# EXCERPT PROVIDED
────

Orion was born at the General Dynamics Corporation, the progeny of several former Manhattan Project scientists and Dyson, all of whom were anxious to find a more noble and peaceful use for nuclear power. Under Orion, a vehicle much larger than Apollo (perhaps as big as a city) would be propelled into space by several repeated nuclear explosions. The craft would carry a large supply of bombs and the requisite machinery for throwing them out at the right time and location.
Dyson saw so much promise in this project that he predicted to writer John McPhee that they would put men on Mars by 1965 and on Saturn by 1970. Unfortunately, Orion met the same fate as Dyson’s fictional Erolunar mission: It never made it to the launch pad and was declared dead in 1965. In his own post-mortem of the project in a 1965 Science article, Dyson attributed Orion’s demise in part to politics over funding and by the scientific community’s disdain for engaging in anything related to engineering. But mostly, Orion was scrubbed because the Nuclear Test Ban Treaty of 1963 outlawed it. Proponents of the treaty, he said at the time, didn’t give Orion a chance.
Eventually, Dyson’s own position on nuclear test bans would change: He grew to believe that if the U.S. were to stop nuclear weapons testing and production, it would reduce incentives for the Soviets and others to pour time and money into developing their own weapons. In the early 1960s, Dyson become a staff member of the U.S. Arms Control and Disarmament Agency, where he took part in test ban negotiations. Later in the decade, Dyson chaired the Federation of American Scientists, an organization founded in 1945 as the Federation of Atomic Scientists by former Manhattan Project scientists, including Oppenheimer, for the purpose of addressing the dangers and implications of the nuclear age. Dyson later struck an intellectual balance between opposing views: He became a champion of anti-nuclear activists, understanding at the same time why the government military machine would dismiss the protests.
In his 1984 work “Weapons and Hope,” Dyson explained the military’s stance toward the anti-nuclear movement with a story from his own childhood. At the age of 7, he took part in a group teasing of a younger child. His mother admonished his actions by telling the young Dyson: “You do things together which not one of you would think of doing alone.”
Dyson translated his mother’s lesson to fit what he believed was happening between the military and anti-nuclear activists: “Wherever one looks into the world of human organization, collective responsibility brings a lowering of moral standards. The military establishment is an extreme case, an organization which seems to have been expressly designed to make it possible for people to do things together which nobody in his right mind would do alone.”
What sets Dyson apart among an elite group of scientists is the conscience and compassion he brings to his work. One of his specialties is in the field of adaptive optics, work with mirrors that can, in theory, allow a ground-based telescope to see objects as clearly in the sky as a space-based telescope. Dyson understood the dark side to adaptive optics — that the technology used peacefully by astronomers could be used by military to focus laser beams on satellites, aircraft and other targets. Before beginning his work on the optics, Dyson studied both the peaceful and the military applications and determined that the latter death ray scenario was more the stuff of science fiction than reality. To this day, Dyson’s work is enabling astronomers to make successful observations.

────

# PROVIDED DATA
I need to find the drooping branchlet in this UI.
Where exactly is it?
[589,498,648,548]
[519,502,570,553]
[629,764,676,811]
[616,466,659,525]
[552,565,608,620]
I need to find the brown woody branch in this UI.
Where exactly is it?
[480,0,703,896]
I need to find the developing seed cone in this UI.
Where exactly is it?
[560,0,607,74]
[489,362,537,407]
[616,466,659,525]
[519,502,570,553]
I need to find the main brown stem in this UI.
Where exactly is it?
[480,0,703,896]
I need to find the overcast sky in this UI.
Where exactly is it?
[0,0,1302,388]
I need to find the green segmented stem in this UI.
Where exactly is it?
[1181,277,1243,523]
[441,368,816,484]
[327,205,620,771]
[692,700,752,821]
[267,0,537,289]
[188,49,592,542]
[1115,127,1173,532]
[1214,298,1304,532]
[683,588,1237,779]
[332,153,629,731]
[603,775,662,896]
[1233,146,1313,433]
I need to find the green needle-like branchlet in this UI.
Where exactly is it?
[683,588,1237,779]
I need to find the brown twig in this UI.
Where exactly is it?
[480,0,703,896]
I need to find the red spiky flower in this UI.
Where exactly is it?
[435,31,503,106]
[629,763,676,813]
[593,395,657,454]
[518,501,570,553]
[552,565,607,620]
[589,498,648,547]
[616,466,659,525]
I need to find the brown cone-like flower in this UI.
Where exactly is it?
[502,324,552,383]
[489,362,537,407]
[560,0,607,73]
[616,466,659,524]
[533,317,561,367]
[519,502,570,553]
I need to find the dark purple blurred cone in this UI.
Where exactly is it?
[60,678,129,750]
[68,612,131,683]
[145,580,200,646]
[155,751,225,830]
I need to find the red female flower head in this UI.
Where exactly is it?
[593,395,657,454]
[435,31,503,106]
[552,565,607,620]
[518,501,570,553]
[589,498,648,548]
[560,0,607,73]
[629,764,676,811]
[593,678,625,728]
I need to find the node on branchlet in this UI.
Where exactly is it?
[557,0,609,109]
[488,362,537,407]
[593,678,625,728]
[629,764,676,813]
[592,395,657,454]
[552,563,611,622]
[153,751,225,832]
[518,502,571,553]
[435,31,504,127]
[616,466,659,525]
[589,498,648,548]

────

# PROMPT
Rewrite everything from "Orion was born" down to "time and location." in the passage on Dyson and Project Orion, putting "explosives" in place of "bombs".

# TASK RESPONSE
Orion was born at the General Dynamics Corporation, the progeny of several former Manhattan Project scientists and Dyson, all of whom were anxious to find a more noble and peaceful use for nuclear power. Under Orion, a vehicle much larger than Apollo (perhaps as big as a city) would be propelled into space by several repeated nuclear explosions. The craft would carry a large supply of explosives and the requisite machinery for throwing them out at the right time and location.